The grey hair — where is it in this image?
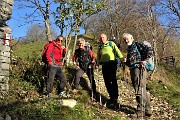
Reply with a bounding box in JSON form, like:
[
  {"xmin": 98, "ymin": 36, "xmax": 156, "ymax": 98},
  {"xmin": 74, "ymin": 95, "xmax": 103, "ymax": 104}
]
[{"xmin": 122, "ymin": 33, "xmax": 134, "ymax": 40}]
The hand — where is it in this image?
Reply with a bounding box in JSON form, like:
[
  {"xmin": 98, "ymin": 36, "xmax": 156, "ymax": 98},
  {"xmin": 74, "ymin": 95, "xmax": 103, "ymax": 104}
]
[
  {"xmin": 48, "ymin": 62, "xmax": 52, "ymax": 66},
  {"xmin": 141, "ymin": 61, "xmax": 146, "ymax": 67},
  {"xmin": 123, "ymin": 57, "xmax": 127, "ymax": 63},
  {"xmin": 95, "ymin": 64, "xmax": 99, "ymax": 69}
]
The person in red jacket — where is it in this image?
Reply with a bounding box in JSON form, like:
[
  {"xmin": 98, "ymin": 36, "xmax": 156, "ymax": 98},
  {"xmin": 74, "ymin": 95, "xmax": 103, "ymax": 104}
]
[
  {"xmin": 46, "ymin": 36, "xmax": 66, "ymax": 98},
  {"xmin": 73, "ymin": 38, "xmax": 96, "ymax": 98}
]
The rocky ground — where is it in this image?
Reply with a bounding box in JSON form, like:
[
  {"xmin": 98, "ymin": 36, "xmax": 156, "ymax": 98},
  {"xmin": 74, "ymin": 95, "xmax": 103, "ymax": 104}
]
[{"xmin": 85, "ymin": 69, "xmax": 180, "ymax": 120}]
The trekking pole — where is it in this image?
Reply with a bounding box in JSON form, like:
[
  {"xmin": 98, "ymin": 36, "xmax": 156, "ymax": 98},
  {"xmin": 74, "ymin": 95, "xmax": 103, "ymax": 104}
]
[
  {"xmin": 119, "ymin": 64, "xmax": 125, "ymax": 108},
  {"xmin": 140, "ymin": 66, "xmax": 145, "ymax": 119},
  {"xmin": 97, "ymin": 68, "xmax": 102, "ymax": 105},
  {"xmin": 89, "ymin": 64, "xmax": 94, "ymax": 101}
]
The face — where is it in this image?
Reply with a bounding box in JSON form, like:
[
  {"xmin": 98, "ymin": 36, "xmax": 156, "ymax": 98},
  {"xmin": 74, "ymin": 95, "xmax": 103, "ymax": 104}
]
[
  {"xmin": 99, "ymin": 34, "xmax": 107, "ymax": 44},
  {"xmin": 123, "ymin": 35, "xmax": 133, "ymax": 46},
  {"xmin": 56, "ymin": 37, "xmax": 63, "ymax": 45},
  {"xmin": 78, "ymin": 41, "xmax": 84, "ymax": 48}
]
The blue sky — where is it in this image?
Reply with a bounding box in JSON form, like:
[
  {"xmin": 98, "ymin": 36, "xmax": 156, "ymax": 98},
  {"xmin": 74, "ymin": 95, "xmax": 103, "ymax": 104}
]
[
  {"xmin": 7, "ymin": 0, "xmax": 83, "ymax": 39},
  {"xmin": 7, "ymin": 1, "xmax": 58, "ymax": 39}
]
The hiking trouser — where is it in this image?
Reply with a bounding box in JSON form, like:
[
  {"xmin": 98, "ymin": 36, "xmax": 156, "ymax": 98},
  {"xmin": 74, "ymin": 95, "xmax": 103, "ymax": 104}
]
[
  {"xmin": 130, "ymin": 68, "xmax": 151, "ymax": 111},
  {"xmin": 47, "ymin": 66, "xmax": 66, "ymax": 93},
  {"xmin": 73, "ymin": 68, "xmax": 96, "ymax": 93},
  {"xmin": 102, "ymin": 61, "xmax": 118, "ymax": 101}
]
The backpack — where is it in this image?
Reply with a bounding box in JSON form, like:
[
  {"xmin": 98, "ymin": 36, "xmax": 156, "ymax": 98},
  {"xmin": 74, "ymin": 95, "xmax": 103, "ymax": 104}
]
[
  {"xmin": 76, "ymin": 49, "xmax": 92, "ymax": 71},
  {"xmin": 41, "ymin": 41, "xmax": 52, "ymax": 64},
  {"xmin": 84, "ymin": 42, "xmax": 92, "ymax": 51},
  {"xmin": 99, "ymin": 41, "xmax": 121, "ymax": 68},
  {"xmin": 136, "ymin": 41, "xmax": 156, "ymax": 71}
]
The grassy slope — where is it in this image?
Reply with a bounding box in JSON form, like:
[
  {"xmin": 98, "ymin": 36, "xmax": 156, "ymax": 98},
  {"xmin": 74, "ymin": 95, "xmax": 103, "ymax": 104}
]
[
  {"xmin": 0, "ymin": 35, "xmax": 180, "ymax": 120},
  {"xmin": 148, "ymin": 64, "xmax": 180, "ymax": 116}
]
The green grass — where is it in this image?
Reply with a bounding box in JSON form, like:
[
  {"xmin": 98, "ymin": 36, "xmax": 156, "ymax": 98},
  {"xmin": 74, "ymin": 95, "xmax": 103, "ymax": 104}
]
[
  {"xmin": 148, "ymin": 65, "xmax": 180, "ymax": 116},
  {"xmin": 5, "ymin": 39, "xmax": 180, "ymax": 120}
]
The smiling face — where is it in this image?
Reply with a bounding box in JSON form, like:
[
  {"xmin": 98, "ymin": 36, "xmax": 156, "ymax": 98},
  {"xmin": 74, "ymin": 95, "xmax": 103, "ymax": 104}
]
[
  {"xmin": 56, "ymin": 36, "xmax": 63, "ymax": 45},
  {"xmin": 99, "ymin": 34, "xmax": 107, "ymax": 44},
  {"xmin": 123, "ymin": 34, "xmax": 134, "ymax": 46},
  {"xmin": 78, "ymin": 38, "xmax": 85, "ymax": 49}
]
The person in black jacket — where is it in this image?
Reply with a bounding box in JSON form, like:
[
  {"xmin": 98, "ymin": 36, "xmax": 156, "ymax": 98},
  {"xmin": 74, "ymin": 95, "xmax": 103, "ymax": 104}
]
[
  {"xmin": 73, "ymin": 38, "xmax": 96, "ymax": 94},
  {"xmin": 123, "ymin": 33, "xmax": 153, "ymax": 118}
]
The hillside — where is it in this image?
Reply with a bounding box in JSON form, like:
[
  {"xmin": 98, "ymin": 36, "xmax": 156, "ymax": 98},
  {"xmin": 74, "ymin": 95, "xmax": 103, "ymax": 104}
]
[{"xmin": 0, "ymin": 38, "xmax": 180, "ymax": 120}]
※
WORK TO BE COMPLETED >>
Show each line of the records in which the word "face" appears.

WORKED SOLUTION >>
The face — where is it in this image?
The smiling face — where is it in this image?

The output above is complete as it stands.